Fragmento:
___

Usted ha hablado en varias ocasiones de la revolución que supusieron las aportaciones de Darwin a la ciencia. ¿Cree que a Darwin se le ha utilizado además como arma arrojadiza con propósitos que no tienen nada que ver con la ciencia?
El abuso de Darwin se produjo principalmente en su tiempo a través de lo que dio en llamarse darwinismo social, un planteamiento muy desafortunado para los evolucionistas porque no tiene nada de darwinismo. Pero aquello ya murió con Spencer y los defensores del capitalismo a ultranza. En tiempos más recientes, Darwin ha sido incorporado a las relaciones entre ciencia y fe: si los humanos hemos evolucionado de antepasados que no eran humanos, ¿cómo se concilia eso con la idea de que hemos sido creados por Dios?

Eso: ¿cómo?

___

Qué hacer: ¿Puede continuar la entrevista anterior sobre Darwin, la ciencia y la fe a partir de su última pregunta, «Eso: ¿cómo?»?

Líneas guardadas
___

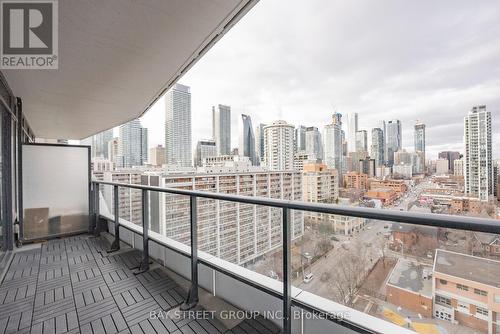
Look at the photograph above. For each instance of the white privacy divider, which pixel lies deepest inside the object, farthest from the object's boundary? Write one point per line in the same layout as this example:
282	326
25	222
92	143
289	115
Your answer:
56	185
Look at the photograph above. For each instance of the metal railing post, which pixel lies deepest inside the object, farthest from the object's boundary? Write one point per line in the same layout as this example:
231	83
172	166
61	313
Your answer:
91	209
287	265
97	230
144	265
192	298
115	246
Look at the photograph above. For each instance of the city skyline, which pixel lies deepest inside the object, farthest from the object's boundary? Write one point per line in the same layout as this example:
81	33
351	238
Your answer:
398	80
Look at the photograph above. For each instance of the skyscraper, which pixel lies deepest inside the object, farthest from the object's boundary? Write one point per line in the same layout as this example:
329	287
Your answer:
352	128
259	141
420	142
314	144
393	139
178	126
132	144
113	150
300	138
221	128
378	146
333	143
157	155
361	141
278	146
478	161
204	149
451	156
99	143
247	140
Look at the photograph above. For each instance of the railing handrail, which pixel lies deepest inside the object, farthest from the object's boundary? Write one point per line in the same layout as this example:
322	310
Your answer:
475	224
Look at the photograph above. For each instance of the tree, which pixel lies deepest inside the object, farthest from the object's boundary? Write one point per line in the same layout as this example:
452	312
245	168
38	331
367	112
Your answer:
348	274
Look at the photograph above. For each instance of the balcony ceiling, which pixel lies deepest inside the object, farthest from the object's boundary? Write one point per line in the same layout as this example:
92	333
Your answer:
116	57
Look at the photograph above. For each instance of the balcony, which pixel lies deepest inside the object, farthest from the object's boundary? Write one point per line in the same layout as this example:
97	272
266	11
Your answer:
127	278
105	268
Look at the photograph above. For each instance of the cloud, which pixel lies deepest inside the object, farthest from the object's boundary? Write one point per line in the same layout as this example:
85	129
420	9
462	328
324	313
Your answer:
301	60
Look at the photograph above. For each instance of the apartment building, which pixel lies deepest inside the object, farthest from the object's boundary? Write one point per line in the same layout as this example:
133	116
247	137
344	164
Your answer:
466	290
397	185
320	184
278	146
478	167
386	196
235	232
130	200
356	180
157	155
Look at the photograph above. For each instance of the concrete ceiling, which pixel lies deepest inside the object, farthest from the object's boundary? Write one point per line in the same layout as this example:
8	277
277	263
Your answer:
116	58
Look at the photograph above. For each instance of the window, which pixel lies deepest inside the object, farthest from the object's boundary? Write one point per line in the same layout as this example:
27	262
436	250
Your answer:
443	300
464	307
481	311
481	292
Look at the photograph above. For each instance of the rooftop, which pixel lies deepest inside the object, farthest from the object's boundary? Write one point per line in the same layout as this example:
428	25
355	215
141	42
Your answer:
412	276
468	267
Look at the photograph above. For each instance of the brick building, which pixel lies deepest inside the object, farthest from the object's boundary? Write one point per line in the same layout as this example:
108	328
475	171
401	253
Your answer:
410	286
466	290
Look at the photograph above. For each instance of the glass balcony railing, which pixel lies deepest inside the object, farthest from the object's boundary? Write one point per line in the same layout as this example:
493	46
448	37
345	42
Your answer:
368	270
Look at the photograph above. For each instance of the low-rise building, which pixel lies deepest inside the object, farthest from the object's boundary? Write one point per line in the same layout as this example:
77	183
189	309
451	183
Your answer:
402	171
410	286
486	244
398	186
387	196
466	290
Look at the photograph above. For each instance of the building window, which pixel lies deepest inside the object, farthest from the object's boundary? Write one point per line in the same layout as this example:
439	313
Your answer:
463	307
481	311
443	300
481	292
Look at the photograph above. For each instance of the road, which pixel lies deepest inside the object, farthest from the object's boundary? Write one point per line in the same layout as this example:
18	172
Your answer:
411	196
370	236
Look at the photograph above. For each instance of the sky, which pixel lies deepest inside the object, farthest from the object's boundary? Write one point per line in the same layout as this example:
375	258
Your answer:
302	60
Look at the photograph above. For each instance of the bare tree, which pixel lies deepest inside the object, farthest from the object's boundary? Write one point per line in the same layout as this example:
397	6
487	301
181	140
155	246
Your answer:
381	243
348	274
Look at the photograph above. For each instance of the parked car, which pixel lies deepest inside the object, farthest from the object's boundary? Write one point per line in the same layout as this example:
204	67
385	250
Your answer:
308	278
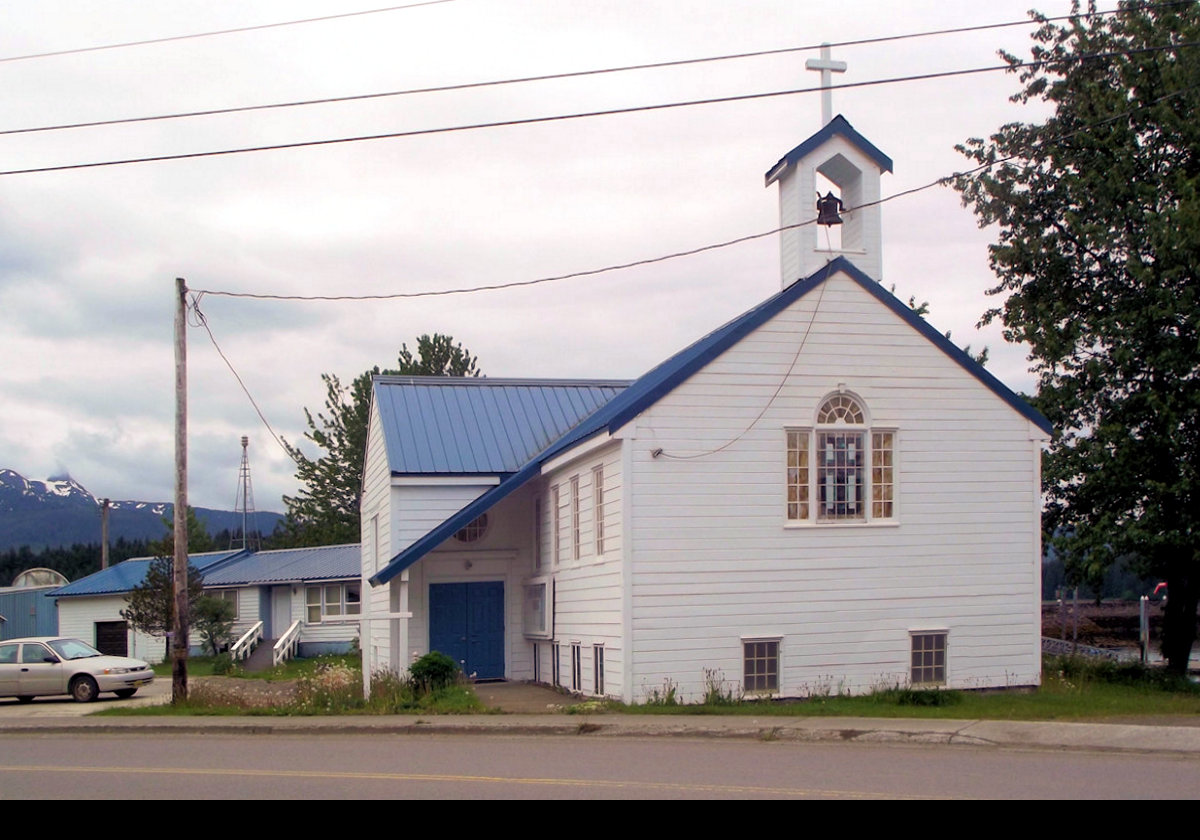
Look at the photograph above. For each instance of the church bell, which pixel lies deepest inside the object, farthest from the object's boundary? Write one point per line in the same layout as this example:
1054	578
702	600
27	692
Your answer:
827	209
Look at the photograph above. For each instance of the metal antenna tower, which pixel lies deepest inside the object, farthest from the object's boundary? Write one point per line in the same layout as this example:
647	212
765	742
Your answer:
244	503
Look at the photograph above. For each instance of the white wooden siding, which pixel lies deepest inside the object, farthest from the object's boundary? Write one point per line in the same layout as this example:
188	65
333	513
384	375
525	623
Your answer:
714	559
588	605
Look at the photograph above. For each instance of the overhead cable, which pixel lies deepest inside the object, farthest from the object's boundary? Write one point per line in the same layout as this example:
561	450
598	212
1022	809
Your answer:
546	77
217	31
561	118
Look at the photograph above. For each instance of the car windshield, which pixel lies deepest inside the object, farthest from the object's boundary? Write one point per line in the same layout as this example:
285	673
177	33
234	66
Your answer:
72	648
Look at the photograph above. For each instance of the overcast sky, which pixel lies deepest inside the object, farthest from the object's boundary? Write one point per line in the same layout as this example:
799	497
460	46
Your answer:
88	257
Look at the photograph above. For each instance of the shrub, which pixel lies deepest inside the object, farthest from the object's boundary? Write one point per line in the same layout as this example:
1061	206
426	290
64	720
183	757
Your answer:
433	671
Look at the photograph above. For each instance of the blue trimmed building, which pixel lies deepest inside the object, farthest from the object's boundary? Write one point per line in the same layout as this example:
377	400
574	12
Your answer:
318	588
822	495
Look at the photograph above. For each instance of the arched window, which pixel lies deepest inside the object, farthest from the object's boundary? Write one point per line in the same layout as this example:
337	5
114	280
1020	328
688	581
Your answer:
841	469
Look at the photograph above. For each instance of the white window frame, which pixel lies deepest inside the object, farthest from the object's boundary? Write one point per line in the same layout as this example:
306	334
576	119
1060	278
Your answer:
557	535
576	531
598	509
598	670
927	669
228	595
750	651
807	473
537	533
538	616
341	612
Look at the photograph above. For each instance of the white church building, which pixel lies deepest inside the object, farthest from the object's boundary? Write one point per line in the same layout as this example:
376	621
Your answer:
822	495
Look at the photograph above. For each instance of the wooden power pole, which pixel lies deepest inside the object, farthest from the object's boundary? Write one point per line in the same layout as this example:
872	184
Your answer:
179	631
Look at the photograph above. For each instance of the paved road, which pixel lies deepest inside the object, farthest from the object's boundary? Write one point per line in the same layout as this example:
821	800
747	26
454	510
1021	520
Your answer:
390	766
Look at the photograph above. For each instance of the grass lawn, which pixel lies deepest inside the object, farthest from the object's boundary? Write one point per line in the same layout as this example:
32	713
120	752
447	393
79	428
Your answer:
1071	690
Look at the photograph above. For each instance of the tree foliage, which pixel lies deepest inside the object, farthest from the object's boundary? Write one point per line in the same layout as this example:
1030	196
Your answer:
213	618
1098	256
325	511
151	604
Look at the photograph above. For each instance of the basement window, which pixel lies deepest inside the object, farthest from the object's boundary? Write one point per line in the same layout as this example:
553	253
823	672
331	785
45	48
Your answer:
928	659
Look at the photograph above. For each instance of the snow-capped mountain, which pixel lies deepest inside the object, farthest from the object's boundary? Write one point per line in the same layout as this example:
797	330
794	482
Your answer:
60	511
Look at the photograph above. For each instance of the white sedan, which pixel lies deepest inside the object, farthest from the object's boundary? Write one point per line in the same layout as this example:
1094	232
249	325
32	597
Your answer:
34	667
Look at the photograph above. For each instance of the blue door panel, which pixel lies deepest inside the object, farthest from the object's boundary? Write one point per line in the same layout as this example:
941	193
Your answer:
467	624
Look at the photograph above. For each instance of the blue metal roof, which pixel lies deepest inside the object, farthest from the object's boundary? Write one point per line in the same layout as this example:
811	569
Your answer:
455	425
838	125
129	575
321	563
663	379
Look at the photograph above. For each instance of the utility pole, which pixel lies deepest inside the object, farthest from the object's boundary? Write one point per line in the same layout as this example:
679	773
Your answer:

___

Zona de respuesta:
Son nociones que discurren a niveles diferentes y que también se presentan unidas en el individuo: en los países civilizados, nadie niega que nos desarrollamos a partir de un óvulo fecundado por un espermatozoide, pero eso no impide creer que tenemos alma y que somos criaturas de Dios.

El alma... Hay científicos como Richard Dawkins o Sam Harris que, según parece, se están sirviendo de sus investigaciones para lanzar proclamas y teorías sobre la inexistencia de Dios. Quizá el caso más emblemático sea el de Dawkins, que ha acabado afirmando que “las ideas religiosas son el equivalente de un virus que va estropeando la mente”. ¿Por qué les incomoda tanto el concepto de alma?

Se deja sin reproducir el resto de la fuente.